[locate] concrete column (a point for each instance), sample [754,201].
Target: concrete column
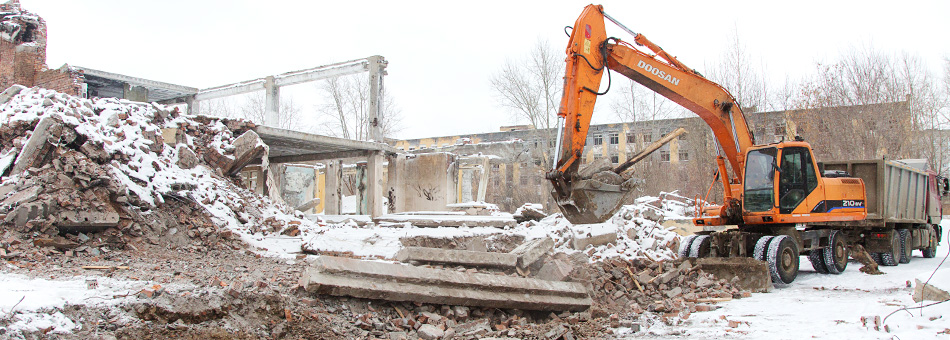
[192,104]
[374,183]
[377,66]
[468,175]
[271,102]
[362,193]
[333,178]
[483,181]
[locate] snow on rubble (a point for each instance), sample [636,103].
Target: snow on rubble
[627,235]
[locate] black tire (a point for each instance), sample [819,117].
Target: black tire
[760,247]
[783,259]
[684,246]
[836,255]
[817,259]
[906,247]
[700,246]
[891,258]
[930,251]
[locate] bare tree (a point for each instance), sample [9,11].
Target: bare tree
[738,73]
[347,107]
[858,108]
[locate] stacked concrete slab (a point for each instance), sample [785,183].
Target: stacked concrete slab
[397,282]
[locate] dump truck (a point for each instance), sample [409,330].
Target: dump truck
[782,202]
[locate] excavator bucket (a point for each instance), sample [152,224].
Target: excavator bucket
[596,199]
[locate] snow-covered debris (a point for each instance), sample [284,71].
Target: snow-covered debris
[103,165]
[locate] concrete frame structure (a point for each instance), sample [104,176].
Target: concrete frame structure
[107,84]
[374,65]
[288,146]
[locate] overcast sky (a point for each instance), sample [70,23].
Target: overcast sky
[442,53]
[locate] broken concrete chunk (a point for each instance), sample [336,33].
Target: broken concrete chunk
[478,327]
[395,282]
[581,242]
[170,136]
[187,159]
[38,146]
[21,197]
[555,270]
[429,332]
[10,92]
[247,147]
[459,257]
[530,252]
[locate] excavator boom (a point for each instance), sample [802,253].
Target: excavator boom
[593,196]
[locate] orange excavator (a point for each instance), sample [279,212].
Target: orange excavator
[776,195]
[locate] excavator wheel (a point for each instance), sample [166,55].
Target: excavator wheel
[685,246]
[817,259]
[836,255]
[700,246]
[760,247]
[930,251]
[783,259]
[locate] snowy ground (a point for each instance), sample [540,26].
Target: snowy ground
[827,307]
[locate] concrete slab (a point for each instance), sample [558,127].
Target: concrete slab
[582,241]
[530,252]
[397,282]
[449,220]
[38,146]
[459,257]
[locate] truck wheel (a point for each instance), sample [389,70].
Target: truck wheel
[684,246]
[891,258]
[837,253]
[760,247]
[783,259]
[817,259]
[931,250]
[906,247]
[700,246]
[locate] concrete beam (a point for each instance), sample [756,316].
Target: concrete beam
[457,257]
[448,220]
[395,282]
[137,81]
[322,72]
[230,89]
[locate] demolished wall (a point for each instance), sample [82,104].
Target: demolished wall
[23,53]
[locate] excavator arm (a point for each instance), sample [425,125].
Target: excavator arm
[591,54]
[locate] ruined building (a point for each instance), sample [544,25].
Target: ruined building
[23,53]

━━━━━━━━━━━━━━━━━━━━━━━━━━━━━━

Set problem>
Reproduce all of the items above verbatim, line for line, omitting the pictures from your answer.

Result below>
[locate] concrete column (a point for each instance), sample [754,201].
Target: concrete column
[192,104]
[374,183]
[377,66]
[468,175]
[271,102]
[362,193]
[333,178]
[483,181]
[locate] snow on rubble (a point for each instance), sample [636,103].
Target: snow on rubble
[627,235]
[locate] black tire (a point for each instance), sample [819,117].
Target: black tire
[760,247]
[783,259]
[684,246]
[836,255]
[817,259]
[906,247]
[700,246]
[891,258]
[930,251]
[locate] bare tree (a point for each instance), sample [9,11].
Target: bare tree
[738,73]
[347,107]
[858,108]
[locate] stacked concrete slab (a point for each instance), sample [785,183].
Target: stacked concrete slab
[397,282]
[locate] dump truck (a point for each instance), sample [409,330].
Target: dump truck
[782,202]
[locate] excavator bucket (a point for each instance), sample [152,224].
Target: excavator bucket
[596,199]
[locate] snow-covered debris (a point for each instance), sample [284,71].
Target: snow-covered debris
[103,165]
[locate] concrete frame structure (a point for each instance), sample [104,176].
Target: concrete frame structure
[107,84]
[374,65]
[288,146]
[locate] overcast sky (a point for each instance), sample [70,23].
Target: overcast sky
[442,53]
[locate] broken concrete chunk (a point for each instance), sample [336,33].
Target: broken concrete chunk
[478,327]
[395,282]
[581,242]
[170,136]
[187,159]
[38,146]
[21,197]
[555,270]
[429,332]
[10,92]
[247,147]
[459,257]
[530,252]
[locate] excavator boom (a point for each instance), sample [802,253].
Target: excavator boom
[593,196]
[locate] orange excavator (a point for each instance), sample [279,212].
Target: orange excavator
[776,195]
[locate] excavator wheel (a point for each instance), sample [166,55].
Target: excavator wheel
[685,246]
[817,259]
[836,255]
[700,246]
[760,247]
[930,251]
[783,259]
[locate] snowy ground (a point for each instance), sample [540,26].
Target: snowy ground
[827,307]
[locate] concrete slab (a point for each instance), sample [558,127].
Target: concrete slab
[582,241]
[530,252]
[397,282]
[449,220]
[38,146]
[459,257]
[locate] truck wheel (a point for each instance), sample [389,70].
Target: truck wheel
[684,246]
[891,258]
[837,253]
[760,247]
[783,259]
[817,259]
[931,250]
[906,247]
[700,246]
[locate] concrete beam (a point for each instance), sample [756,316].
Target: concrete beam
[457,257]
[448,220]
[395,282]
[137,81]
[322,72]
[230,89]
[locate] demolished wall (a point for each instance), sample [82,104].
Target: demolished wall
[23,53]
[locate] excavator arm (a point for each instance), sample [425,125].
Target: excavator arm
[591,54]
[locate] ruined building (a point for each instance), sample [544,25].
Target: ruined building
[23,53]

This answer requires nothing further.